**Given request**
According to the forum thread on water droplet photography, what fraction of the Nikon flash's price does the Meike MK-910 cost?

--- Start Extract ---

I was doing some research to see how to do a water droplet shot. Well, from what I have read I will need a speedlite. I do not own a speedlite.
So my questions:
1. Do I really need a speedlite to get a good water droplet shot with my macro and tripod?!
2. Do you have any recommendations on good ones that aren't too expensive?!
Here's the first droplet shot I took, over seven years ago(!). I constructed a reflector out of aluminium foil to bounce the light from the pop-up flash onto a piece of paper above the camera:
The "flash" or speed light more importantly gives you "action stop" in low light since the flash duration is only milliseconds, sometimes even down to a fraction of a millisecond. So it provides you much more than just "illumination." The on-camera flash can do the same thing of course. Meike is another brand of Speedlight that can work with Nikon iTTL. A Meike MK-910 is a knockoff of the top of the line Nikon SB-910 with all the features except the "aperture" set. Fully compatible with Nikon's iTTL, and works perfectly as a remote or a commander, as well as just mounted on the camera hot shoe. 1/5 the price of the Nikon. They have worked well for me in all sorts of situations.
@icamera If you check the Exif for any of the shots above, all probably register something like 1/200 of a second, the typical flash synch speed of a digital camera. It's not a speed that could stop such close up motion under gravity. What else but the flash pulse at the correct "full power" setting?
@frankhymus Agreed, although technically, the type of flash determines how you get the shortest pulse duration.
Most monolights (studio flashes) modulate the voltage going to the flash bulb to alter the brightness, which means that you get the shortest flash duration when the flash is at full power, and a longer duration as the voltage (and brightness) of the flash is decreased. For example:
Flash Duration t 0.5: 1/2600 (max power),1/1000 s (min power)

--- End Extract ---
--- Start Stored rows ---

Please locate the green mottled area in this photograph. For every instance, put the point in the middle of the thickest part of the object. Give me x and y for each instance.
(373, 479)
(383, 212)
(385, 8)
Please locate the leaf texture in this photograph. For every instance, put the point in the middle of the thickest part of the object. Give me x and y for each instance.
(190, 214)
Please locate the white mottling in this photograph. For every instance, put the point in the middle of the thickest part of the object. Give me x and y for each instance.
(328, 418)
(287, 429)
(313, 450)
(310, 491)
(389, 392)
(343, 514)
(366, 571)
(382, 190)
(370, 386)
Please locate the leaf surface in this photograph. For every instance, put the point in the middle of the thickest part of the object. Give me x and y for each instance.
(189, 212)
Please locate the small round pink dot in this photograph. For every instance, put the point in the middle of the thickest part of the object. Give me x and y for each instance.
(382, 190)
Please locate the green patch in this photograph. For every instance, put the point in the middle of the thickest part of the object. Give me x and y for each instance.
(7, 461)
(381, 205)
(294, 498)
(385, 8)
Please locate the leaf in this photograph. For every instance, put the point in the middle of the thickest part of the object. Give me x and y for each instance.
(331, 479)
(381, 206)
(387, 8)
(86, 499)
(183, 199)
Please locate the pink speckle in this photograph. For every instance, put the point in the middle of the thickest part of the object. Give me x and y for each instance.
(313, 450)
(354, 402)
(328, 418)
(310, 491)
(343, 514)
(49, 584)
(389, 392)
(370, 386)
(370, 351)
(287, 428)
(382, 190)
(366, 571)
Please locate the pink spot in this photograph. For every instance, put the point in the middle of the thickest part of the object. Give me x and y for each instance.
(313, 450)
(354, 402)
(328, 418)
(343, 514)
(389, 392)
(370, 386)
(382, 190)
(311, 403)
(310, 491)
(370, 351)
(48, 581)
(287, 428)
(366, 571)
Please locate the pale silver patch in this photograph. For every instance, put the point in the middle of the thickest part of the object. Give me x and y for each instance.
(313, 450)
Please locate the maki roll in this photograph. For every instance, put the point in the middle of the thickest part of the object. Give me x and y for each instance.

--- End Stored rows ---

**Task solution**
One fifth (1/5) of the price of the Nikon SB-910.